## SOURCE TEXT
▬▬▬▬▬▬
Sum dictionary values, using two keys as index: how to achieve this?

Question

I have the following dictionary:

res = [{'name': 'mfi', 'percentage': 100.0, 'tax_base': 1000.0, 'tax_amount': 140.0}, 
{'name': 'serv', 'percentage': 100.0, 'tax_base': 1000.0, 'tax_amount': 140.0}, 
{'name': 'inv', 'percentage': 100.0, 'tax_base': 1200.0, 'tax_amount': 168.0}, 
{'name': 'mfi', 'percentage': 50.0, 'tax_base': 1500.0, 'tax_amount': 210.0}, 
{'name': 'none', 'percentage': 0.0, 'tax_base': 1000.0, 'tax_amount': 0.0}, 
{'name': 'none', 'percentage': 0.0, 'tax_base': 900.0, 'tax_amount': 126.0}, 
{'name': 'mfi', 'percentage': 50.0, 'tax_base': 1000.0, 'tax_amount': 140.0}]

From this dictionary, I need to sum 'tax_base' and 'tax_amount' value keys, and use keys 'name' and 'percentage' as index.

As a result, I need:

res_final = [{'name': 'mfi', 'percentage': 100.0, 'tax_base': 1000.0, 'tax_amount': 140.0},
{'name': 'mfi', 'percentage': 50.0, 'tax_base': 2500.0, 'tax_amount': 350.0},  
{'name': 'serv', 'percentage': 100.0, 'tax_base': 1000.0, 'tax_amount': 140.0}, 
{'name': 'inv', 'percentage': 100.0, 'tax_base': 1200.0, 'tax_amount': 168.0}, 
{'name': 'none', 'percentage': 0.0, 'tax_base': 1900.0, 'tax_amount': 126.0}, 
]

How can I achieve this? Can you provide me a sample please?
▬▬▬▬▬▬
## EXTRACTED MATERIAL

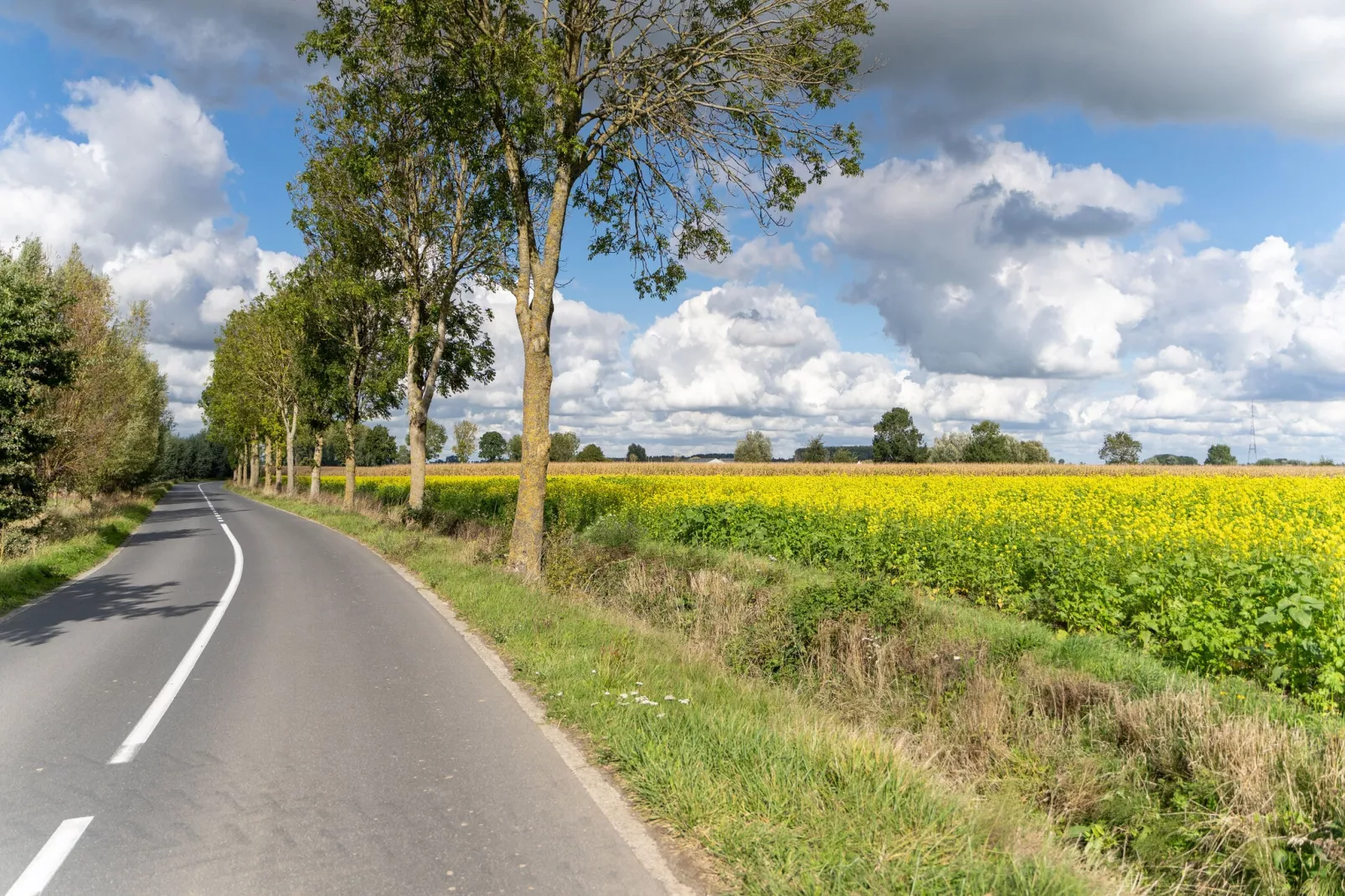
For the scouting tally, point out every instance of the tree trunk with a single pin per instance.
(525, 549)
(534, 324)
(290, 451)
(271, 470)
(315, 483)
(348, 501)
(416, 437)
(415, 403)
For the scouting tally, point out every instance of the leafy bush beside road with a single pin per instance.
(1220, 574)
▬▬▬▬▬▬
## REQUIRED WORK
Resume the question above about summing dictionary values with 'name' and 'percentage' as the index, picking up right after its last sentence.

## FINAL ANSWER
Loop over the dictionaries, and create a new dictionary with the keys `name` and `percentage` (can be a tuple), and the values a dictionary with the `tax_base` and `tax_amount`, if they entry exists, add the values. Then as last you can iterate again over the dictionary to return it to the form you want. The above is an example, I suppose there are many more (and probably some better) approaches. — Thymen, Feb 28 '21 at 17:50
As I look at this a bit longer, you can also make it a [pd.DataFrame](https://pandas.pydata.org/pandas-docs/stable/reference/api/pandas.DataFrame.html) and use the [groupby](https://pandas.pydata.org/pandas-docs/stable/reference/api/pandas.DataFrame.groupby.html) function with aggregation. See the [docs](https://pandas.pydata.org/pandas-docs/version/0.23/generated/pandas.core.groupby.DataFrameGroupBy.agg.html) for an example. — Thymen, Feb 28 '21 at 17:55
@Thymen, can you please send me a sample of the first approach please? — pmatos, Feb 28 '21 at 18:07

Thymen · Accepted Answer · 2021-02-28T18:50:47.780

Taking your original input, res and your preferred output res_final, the following code would work:

# Creating a temporary dictionary with the aggregation
temp_result = {}
for each in res:
    key = (each['name'], each['percentage'])
    if key not in temp_result:
        temp_result[key] = dict(tax_base=0, tax_amount=0)

    temp_result[key]['tax_base'] += each['tax_base']
    temp_result[key]['tax_amount'] += each['tax_amount']

# Transforming the temporary dictionary to the correct format
final_result = []
for (name, percentage), taxes in temp_result.items():
    final_result.append(dict(
            name=name,
            percentage=percentage,
            tax_base=taxes['tax_base'],
            tax_amount=taxes['tax_amount']
    ))

for each in final_result:
    print(each)

The result will be:

{'name': 'mfi', 'percentage': 100.0, 'tax_base': 1000.0, 'tax_amount': 140.0}
{'name': 'serv', 'percentage': 100.0, 'tax_base': 1000.0, 'tax_amount': 140.0}
{'name': 'inv', 'percentage': 100.0, 'tax_base': 1200.0, 'tax_amount': 168.0}
{'name': 'mfi', 'percentage': 50.0, 'tax_base': 2500.0, 'tax_amount': 350.0}
{'name': 'none', 'percentage': 0.0, 'tax_base': 1900.0, 'tax_amount': 126.0}

Explanation

In the first part we create a new dictionary, that has as key the combination of name and percentage as a tuple, and as value a dictionary with the tax_base and tax_amount for that key.

Then we check if the key is already in our dictionary and if it isn't we create the key. The final step is summing the tax_base and tax_amount.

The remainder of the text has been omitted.